Assignment — Print, exactly as written, the line in the entries below that contains "the black rubber" and every line after it up to and including the last. Omit pictures.

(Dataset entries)
-- Opening Marker --

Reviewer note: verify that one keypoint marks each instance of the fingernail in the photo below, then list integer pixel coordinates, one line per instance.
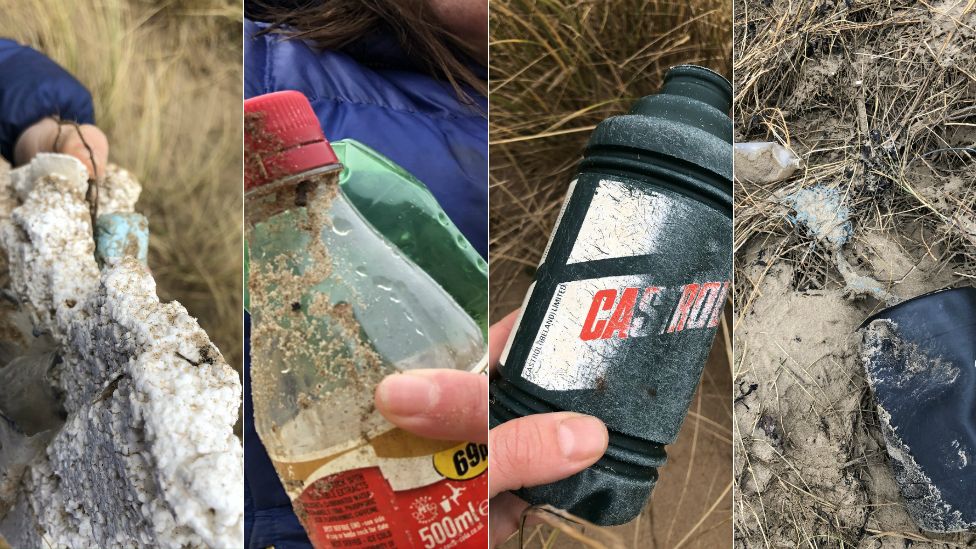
(582, 437)
(407, 395)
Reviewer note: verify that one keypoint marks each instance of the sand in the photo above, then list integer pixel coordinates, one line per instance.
(811, 464)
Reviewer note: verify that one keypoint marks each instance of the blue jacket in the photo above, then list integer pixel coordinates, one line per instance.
(372, 93)
(32, 87)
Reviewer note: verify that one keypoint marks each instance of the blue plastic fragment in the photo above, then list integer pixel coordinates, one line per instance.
(121, 234)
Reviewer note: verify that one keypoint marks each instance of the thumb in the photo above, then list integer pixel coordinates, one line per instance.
(543, 448)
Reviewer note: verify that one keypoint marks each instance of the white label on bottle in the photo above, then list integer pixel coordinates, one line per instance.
(624, 221)
(562, 356)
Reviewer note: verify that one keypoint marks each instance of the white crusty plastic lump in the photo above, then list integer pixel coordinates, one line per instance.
(147, 456)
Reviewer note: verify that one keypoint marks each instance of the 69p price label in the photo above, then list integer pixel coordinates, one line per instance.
(462, 462)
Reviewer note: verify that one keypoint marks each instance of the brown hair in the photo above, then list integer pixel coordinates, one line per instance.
(333, 24)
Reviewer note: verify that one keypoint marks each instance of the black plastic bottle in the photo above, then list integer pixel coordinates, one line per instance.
(630, 290)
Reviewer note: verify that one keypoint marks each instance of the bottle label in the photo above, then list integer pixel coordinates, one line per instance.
(389, 506)
(589, 324)
(625, 303)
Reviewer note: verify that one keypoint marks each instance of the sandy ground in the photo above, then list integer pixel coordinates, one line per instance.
(810, 458)
(863, 93)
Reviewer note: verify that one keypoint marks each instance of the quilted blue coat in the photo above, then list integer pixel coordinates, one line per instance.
(33, 87)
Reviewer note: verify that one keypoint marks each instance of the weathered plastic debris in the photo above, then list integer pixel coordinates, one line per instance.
(121, 234)
(920, 360)
(764, 162)
(147, 454)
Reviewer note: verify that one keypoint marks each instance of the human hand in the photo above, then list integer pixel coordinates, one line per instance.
(85, 142)
(529, 451)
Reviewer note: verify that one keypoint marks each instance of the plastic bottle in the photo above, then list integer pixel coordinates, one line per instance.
(334, 308)
(629, 291)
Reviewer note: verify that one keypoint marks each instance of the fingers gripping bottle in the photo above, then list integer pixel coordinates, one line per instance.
(335, 308)
(630, 291)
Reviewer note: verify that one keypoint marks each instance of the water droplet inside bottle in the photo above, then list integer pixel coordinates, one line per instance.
(383, 283)
(341, 226)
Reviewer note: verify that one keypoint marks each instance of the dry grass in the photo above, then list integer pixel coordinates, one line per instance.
(166, 79)
(877, 98)
(557, 69)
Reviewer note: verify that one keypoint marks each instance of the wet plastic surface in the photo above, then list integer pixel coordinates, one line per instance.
(920, 358)
(401, 208)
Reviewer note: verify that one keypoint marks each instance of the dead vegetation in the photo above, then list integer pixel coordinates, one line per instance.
(878, 99)
(557, 69)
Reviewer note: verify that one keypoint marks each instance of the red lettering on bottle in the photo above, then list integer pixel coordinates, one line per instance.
(602, 301)
(688, 295)
(719, 305)
(701, 313)
(622, 315)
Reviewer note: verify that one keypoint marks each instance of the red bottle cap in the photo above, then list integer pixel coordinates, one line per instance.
(282, 137)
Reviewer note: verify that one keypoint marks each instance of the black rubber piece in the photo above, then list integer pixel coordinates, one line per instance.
(920, 359)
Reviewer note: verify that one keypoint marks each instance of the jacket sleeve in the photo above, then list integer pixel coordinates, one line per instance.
(32, 87)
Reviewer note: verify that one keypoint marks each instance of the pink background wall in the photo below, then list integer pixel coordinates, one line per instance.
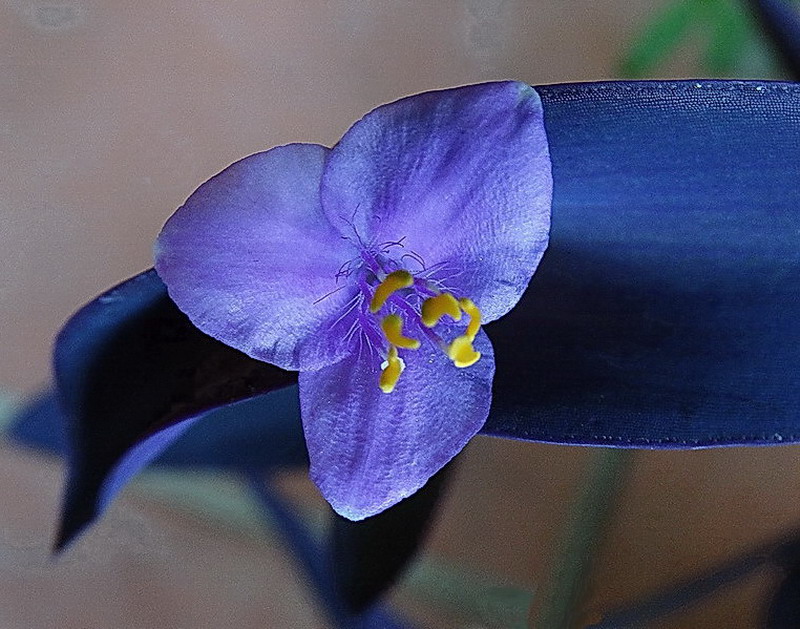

-- Closing Marker --

Exercise output —
Reviewer note: verify that one keypoint marks each instance of the black rubber piece in the photo above, then list integer pixel coordinates, one line per instance.
(920, 359)
Reviewer note: verify that one keypoint marks each instance of the jacket sleeve in the photo above, then list integer pixel coordinates, one line per instance.
(32, 87)
Reviewer note: verify that one keypoint marks each instance of the pink background wall in the photo below, then list integer pixel coordinates, one line per instance.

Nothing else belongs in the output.